• INSTRUCTIONS TO FOLLOW: Search the data below for the word "blue" and copy each line that holds it.

• SUPPLIED MATERIAL:
--------------------------------

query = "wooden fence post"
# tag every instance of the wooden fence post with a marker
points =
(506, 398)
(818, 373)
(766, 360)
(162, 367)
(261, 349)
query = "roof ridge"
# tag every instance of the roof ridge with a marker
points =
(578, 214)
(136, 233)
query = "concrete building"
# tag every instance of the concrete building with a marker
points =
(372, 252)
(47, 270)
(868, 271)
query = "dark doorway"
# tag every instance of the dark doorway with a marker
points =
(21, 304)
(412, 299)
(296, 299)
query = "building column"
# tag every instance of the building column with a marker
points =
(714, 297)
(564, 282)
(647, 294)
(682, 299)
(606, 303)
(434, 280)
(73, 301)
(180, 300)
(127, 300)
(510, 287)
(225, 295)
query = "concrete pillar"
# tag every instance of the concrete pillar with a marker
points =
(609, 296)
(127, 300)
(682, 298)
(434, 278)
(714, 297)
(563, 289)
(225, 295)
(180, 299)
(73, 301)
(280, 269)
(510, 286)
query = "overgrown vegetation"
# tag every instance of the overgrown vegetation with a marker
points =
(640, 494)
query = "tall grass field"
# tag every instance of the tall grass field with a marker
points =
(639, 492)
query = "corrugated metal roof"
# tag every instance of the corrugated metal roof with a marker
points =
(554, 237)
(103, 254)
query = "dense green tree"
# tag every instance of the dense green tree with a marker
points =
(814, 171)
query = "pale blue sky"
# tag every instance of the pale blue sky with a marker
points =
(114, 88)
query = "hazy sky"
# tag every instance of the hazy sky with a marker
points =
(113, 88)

--------------------------------

• SOLUTION FOR THIS TASK:
query = "pale blue sky"
# tag every instance of the pale blue sky with a marker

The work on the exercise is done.